▶ [Actions to take]
A – Reproduce verbatim the passage of the karate forum thread below, from "# Bad instruction" up to and including "I'm looking for.".
B – Write the next part of the forum thread on choosing between karate schools, picking up after its final post.

--- BEGIN Document ---

# Bad instruction vs No instruction



## MeDemitto (Sep 30, 2010)

Recently I moved to a rather isolated town in southeastern Alaska. I've been wanting to take Karate for years but due to my location in remote rural areas before this I've never had the opportunity. Anyway my question requires some predication. Now that I am in a place where there are some martial arts studios I would love to begin classes, however there are two possible Karate places in town a Shotokan and a Shito-ryu; and to be frank neither of them seem to be quite what I'm looking for.
Stylistically I've always had a strong attraction to Shotokan, though the Shito-ryu is fairly appealing as well. So now to my problem... Both schools seem pretty second-rate. Each gives the impression of a "belt-factory" type ethos and cater primarily to children. I am in my mid-twenties and as a prospective student seem slightly more serious about it than the average student at either place.
Part of the appeal of the martial arts and particularly Karate to me is the continuity with rather robust history and tradition. Neither place seems to preserve this very well, and neither seems to establish a very strong connection with any sort of traditional grounding, lineage, what-have-you.
This being said, my interest is more piqued than ever, and I would love the opportunity to study Karate. I'm wondering what your input is concerning my predicament, should I chose the best of the two? or forego the study of martial arts all together?
I appreciate your input, I thoroughly enjoy perusing this forum, and admire the knowledge and expertise of so many.


----------



## Grenadier (Sep 30, 2010)

Since you're in the Juneau area, have you looked at the ISKF affiliates there?  There's a Shotokan school under Diana Stevens who should have direct ties to Okazaki Sensei.


----------



## harlan (Sep 30, 2010)

Your evaluation sounds like it's based on the class/mass curriculum. Have you crossed hands yet privately with the sensei?  To my way of thinking, lineage is only a small piece of the whole package. Can you see if the guy has the goods in the way of technique and try private lessons for awhile?

--- END Document ---
--- BEGIN Dataset entries ---

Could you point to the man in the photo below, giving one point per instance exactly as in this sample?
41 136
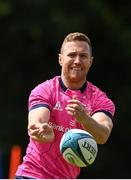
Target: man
61 103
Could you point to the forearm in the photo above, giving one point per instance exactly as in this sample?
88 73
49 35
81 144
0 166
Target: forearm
99 129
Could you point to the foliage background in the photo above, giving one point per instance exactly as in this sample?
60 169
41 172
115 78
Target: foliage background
31 33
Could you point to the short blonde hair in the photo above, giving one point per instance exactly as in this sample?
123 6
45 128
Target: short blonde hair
76 36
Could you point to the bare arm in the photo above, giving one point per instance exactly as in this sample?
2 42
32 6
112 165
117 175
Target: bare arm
99 125
38 127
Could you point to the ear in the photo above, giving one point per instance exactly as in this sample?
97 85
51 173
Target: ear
60 59
91 60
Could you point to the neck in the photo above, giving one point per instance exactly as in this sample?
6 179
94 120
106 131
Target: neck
73 84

--- END Dataset entries ---

▶ [The answers]
A –
# Bad instruction vs No instruction



## MeDemitto (Sep 30, 2010)

Recently I moved to a rather isolated town in southeastern Alaska. I've been wanting to take Karate for years but due to my location in remote rural areas before this I've never had the opportunity. Anyway my question requires some predication. Now that I am in a place where there are some martial arts studios I would love to begin classes, however there are two possible Karate places in town a Shotokan and a Shito-ryu; and to be frank neither of them seem to be quite what I'm looking for.

B –
MeDemitto said:


> Recently I moved to a rather isolated town in southeastern Alaska. I've been wanting to take Karate for years but due to my location in remote rural areas before this I've never had the opportunity. Anyway my question requires some predication. Now that I am in a place where there are some martial arts studios I would love to begin classes, however there are two possible Karate places in town a Shotokan and a Shito-ryu; and to be frank neither of them seem to be quite what I'm looking for.
> Stylistically I've always had a strong attraction to Shotokan, though the Shito-ryu is fairly appealing as well. So now to my problem... Both schools seem pretty second-rate. Each gives the impression of a "belt-factory" type ethos and cater primarily to children. I am in my mid-twenties and as a prospective student seem slightly more serious about it than the average student at either place.
> Part of the appeal of the martial arts and particularly Karate to me is the continuity with rather robust history and tradition. Neither place seems to preserve this very well, and neither seems to establish a very strong connection with any sort of traditional grounding, lineage, what-have-you.
> This being said, my interest is more piqued than ever, and I would love the opportunity to study Karate. I'm wondering what your input is concerning my predicament, should I chose the best of the two? or forego the study of martial arts all together?
> I appreciate your input, I thoroughly enjoy perusing this forum, and admire the knowledge and expertise of so many.


----------



## dancingalone (Sep 30, 2010)

Choose the best instructor you can find regardless of style or martial art.  If that means training something like boxing, so be it.  A poor teacher knowingly or unknowingly will transmit unsound technique to you and it may take long months and years to unlearn it if you ever realize the situation for yourself.

Anecdote:  I had a transfer student at one point who was physically talented but he had trained elsewhere before and had developed many bad habits, such as picking up his feet when moving or dropping his shoulders before he punched.  These flaws made him mediocre among his peer group, even though he was very athletic, and he eventually quit in frustration.  I wish he had stuck around, but he found the corrections he needed to make to be too hard.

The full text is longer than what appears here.